Continue the SERS study excerpt on SiO2/Ag-NPs and Co(bpy)2(N(CN)2)2 from its final sentence onward.

● Reading text
++++++++
In this paper, the SERS performance and characteristics of SiO2/Ag-NPs/Co(bpy)2(N(CN)2)2 aggregate and the pyrolysis products of Co(bpy)2(N(CN)2)2 calcined at 553K were investigated. In terms of SERS selection rule, we infer that Co(bpy)2(N(CN)2)2 molecules are adsorbed in a tilted orientation on the Ag-NPs surface. SiO2/Ag-NPs with high SERS activity may be a promising material for low cost and available SERS sensor, and may establish the relationship between photonic crystal and SERS in consideration of the fact that submicron SiO2 is a typical material of the construction of photonic crystal. From the pyrolysis products of Co(bpy)2(N(CN)2)2 calcined at 553 K, nitrogen-doped CDs were obtained. This research may provide an alternative to the preparation of nitrogen-doped CDs by using nitrogen-containing metal organic complex as precursors.
2. Experimental
2.1. Preparation of SiO2/Ag-NPs
A solid sample of SiO2 (400 mg) was added to 40 mL of distilled water in a beaker. The resulting mixture was dispersed under sonication for 15 min to finely disperse the SiO2 powder. AgNO3 (100 mg, m(SiO2) : m(AgNO3) = 4 : 1) was dissolved in 30 mL of distilled water and added slowly to the suspension with stirring. Stirring was continued at room temperature for another 6 hours. Then, a solution of 0.12 mL of N2H4·H2O (wt 50%) diluted in 20 mL of distilled water was added to the suspension with vigorous stirring. The mixture was centrifuged and the solid washed with three 20-mL portions of water.
2.2. Growth of single crystal Co(bpy)2(N(CN)2)2
Three solutions were prepared: (a) 312 mg of CoCl2·6H2O was dissolved in 10 mL of deionised water (b) 238 mg of 2,2'-bipyridine was dissolved in 10 mL of ethanol absolute and (c) 89 mg of NaN(CN)2 was dissolved in 5 mL of deionised water. Solution (b) was added to solution (a) drop by drop with constant stirring. After all of solution (b) had been added, solution (c) was then added to the mixture drop by drop with constant stirring. The reaction mixture was stirred for 3 hours. An orange single crystal was filtered, washed rapidly with 20 mL of cold water and dried in air.
2.3. Preparation of SiO2/Ag-NPs/Co(bpy)2(N(CN)2)2
A solid sample of SiO2/Ag-NPs (50 mg) was added to 2 mL of distilled water in a beaker. The resulting mixture was dispersed under sonication for 15 min to finely disperse the SiO2/Ag-NPs powder. Co(bpy)2(N(CN)2)2 (10 ml,5 mM) solution was then added to this suspension, and stirred for 2 hours. SiO2/Ag-NPs/Co(bpy)2(N(CN)2)2 aggregation could be obtained by centrifuging and drying.
++++++++
● Given material
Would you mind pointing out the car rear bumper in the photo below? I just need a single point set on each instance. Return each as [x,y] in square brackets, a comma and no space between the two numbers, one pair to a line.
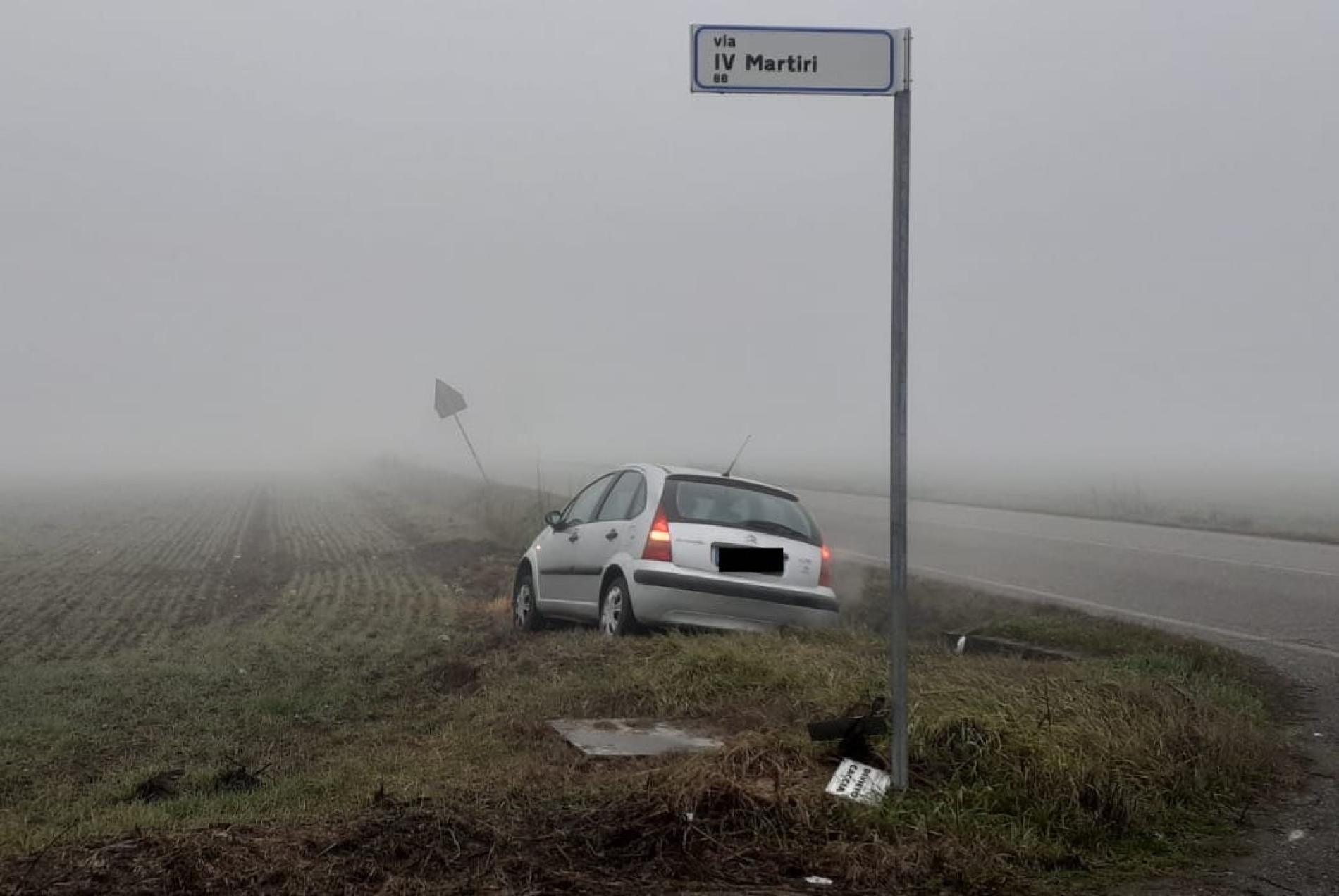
++++++++
● Answer
2.4. Characterisation techniques
Morphological and structural studies of SiO2/Ag-NPs and SiO2/Ag-NPs/Co(bpy)2(N(CN)2)2 were carried out using scanning electron microscope (SEM, JSM-6700F) and X-ray diffraction (XRD, D/MAX-PC) analyses employing Cu Kα radiation (λ = 1.5418 Å) in the scanning range of 2θ between 10° and 90° with the step size of 0.2° and the counting time of 8°/min. Raman spectroscopy (excitation wavelength of 632.8 nm, LabRam-1B, Jobin Yvon) study was performed at room temperature. Single crystal data for the complex were collected on a Bruker APEX II diffractometer equipped with a graphite monochromator and Mo Kα (λ = 0.71073 Å, 296 K) radiation. The structure was solved by direct methods using SHELXS-97.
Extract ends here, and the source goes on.